**Problems and tasks**
**a.** Print the section of the clean eating article that runs from "The concept of" down to "added into it.", copying it word for word.
**b.** In the clean eating article, rewrite the paragraph beginning "Digestive issues are actually pretty common" as a short bulleted list that keeps its main facts.
**c.** Go on with the clean eating article from its last sentence.

What is Clean Eating?
The concept of clean eating is when one consumes “whole” foods, meaning foods that aren’t processed, refined, don’t contain any artificial ingredients, and no added sugars or other additives— basically natural foods such as fruits, vegetables, whole grains, etc.
This is just a generalization, as clean eating can be more specific to each individual. For example, not all food additives are bad, such as fortified cereals and milk with vitamin D added into it.
These are beneficial nutrients that the body needs. The key to clean eating is to make conscious choices about the food you eat in order to provide the most benefits to your body.
Benefits of Clean Eating
Decreased Cancer Risk
Although genetics plays a huge role in future cancer development, lifestyle habits (including diet) can have either a negative or a positive impact on diet. Foods that are high in vitamins A, C, and E are known to contain phytochemicals that act as antioxidants that help fight cancer cells.
Improved Gut Health
Digestive issues are actually pretty common because they include problems such as Celiac disease, Crohn’s disease, irritable bowel syndrome (IBS), and gastroesophageal reflux disease (GERD), which includes heartburn and acid reflux.
In fact, GERD is so common that people take antacids to reduce this inflammation, although the popular antacid Zantac has been linked to certain cancers. Instead of taking these potentially harmful medicines, avoid overly processed foods and instead opt for foods high in fiber and probiotics.

**Study material**

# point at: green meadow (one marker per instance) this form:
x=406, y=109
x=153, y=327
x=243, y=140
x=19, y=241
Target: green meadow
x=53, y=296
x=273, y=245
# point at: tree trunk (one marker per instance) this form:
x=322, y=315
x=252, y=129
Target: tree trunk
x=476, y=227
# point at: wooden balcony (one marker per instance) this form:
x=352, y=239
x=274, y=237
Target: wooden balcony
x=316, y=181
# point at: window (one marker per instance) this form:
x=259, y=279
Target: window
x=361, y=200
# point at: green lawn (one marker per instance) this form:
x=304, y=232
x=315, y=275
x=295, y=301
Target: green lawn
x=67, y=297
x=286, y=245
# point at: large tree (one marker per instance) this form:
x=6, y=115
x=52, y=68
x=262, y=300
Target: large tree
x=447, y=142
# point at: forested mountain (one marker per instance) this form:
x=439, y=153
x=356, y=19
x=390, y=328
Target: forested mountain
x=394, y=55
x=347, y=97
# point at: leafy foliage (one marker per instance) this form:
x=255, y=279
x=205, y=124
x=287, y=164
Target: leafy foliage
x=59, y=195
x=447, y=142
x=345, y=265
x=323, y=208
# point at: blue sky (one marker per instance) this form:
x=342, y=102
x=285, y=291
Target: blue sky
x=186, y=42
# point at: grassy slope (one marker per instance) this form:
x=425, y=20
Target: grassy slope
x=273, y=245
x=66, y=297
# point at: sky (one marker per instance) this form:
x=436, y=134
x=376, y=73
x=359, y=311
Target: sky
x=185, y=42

==

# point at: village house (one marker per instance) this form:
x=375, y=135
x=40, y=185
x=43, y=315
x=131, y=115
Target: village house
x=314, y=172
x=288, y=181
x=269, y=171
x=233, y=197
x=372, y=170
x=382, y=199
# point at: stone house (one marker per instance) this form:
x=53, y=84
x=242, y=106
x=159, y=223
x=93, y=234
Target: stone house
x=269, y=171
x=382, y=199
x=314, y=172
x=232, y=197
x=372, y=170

---

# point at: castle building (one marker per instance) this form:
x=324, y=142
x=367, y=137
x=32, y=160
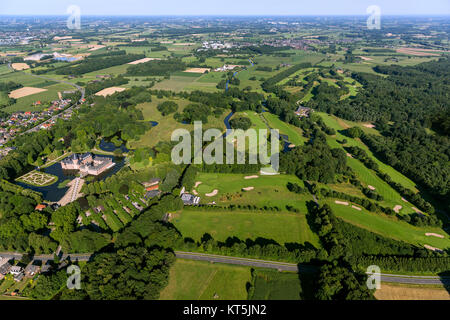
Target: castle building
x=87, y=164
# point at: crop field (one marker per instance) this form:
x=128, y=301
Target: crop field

**Answers to the exercises**
**a.**
The concept of clean eating is when one consumes “whole” foods, meaning foods that aren’t processed, refined, don’t contain any artificial ingredients, and no added sugars or other additives— basically natural foods such as fruits, vegetables, whole grains, etc.
This is just a generalization, as clean eating can be more specific to each individual. For example, not all food additives are bad, such as fortified cereals and milk with vitamin D added into it.

**b.**
- Digestive issues are quite common.
- They include Celiac disease, Crohn's disease, irritable bowel syndrome (IBS), and gastroesophageal reflux disease (GERD).
- GERD includes heartburn and acid reflux.

**c.**
Increased Heart Health
It’s no secret that heart disease is a very common and serious issue among adults. It’s also well-known that processed foods and foods high in saturated and trans fat can raise your blood pressure and clog your arteries, putting more stress on the heart.
Healthy eating prevents these issues before they start, and can also help combat these issues when a person changes their diet.
Whole, natural foods also provide a metabolism boost, which is known to aid in weight loss. In addition to fruits and vegetables, add lean meats and nuts (for protein), and herbs and spices are all great foods to help boost your metabolism.
As we age, we’re more prone to bone thinning diseases, such as osteoporosis. Eating vegetables, legumes, fatty fish, and low-fat dairy products can help combat these diseases by strengthening our bones. We reach our peak bone mass at about age 30, so it’s important to incorporate these foods into your diet as early as possible.
In addition to providing a boost in metabolism, whole foods also contain fewer calories than processed foods, which also results in weight loss. Of course, everyone’s caloric intake is going to be different, so it’s important to consult with your doctor and keep up with the current dietary guidelines.
Examples of Clean Foods
Clean foods provide benefits to the overall function of the body, whereas certain unclean foods impair the body’s functioning. Here are some examples of certain types of foods that provide the benefits listed above.
Foods high in antioxidants are associated with a decreased risk of cancer.
- Dark, leafy greens
- Orange veggies high in beta carotene, such as carrots and pumpkin
High Fiber Foods
Foods high in fiber are associated with a decreased risk of heart disease and weight gain.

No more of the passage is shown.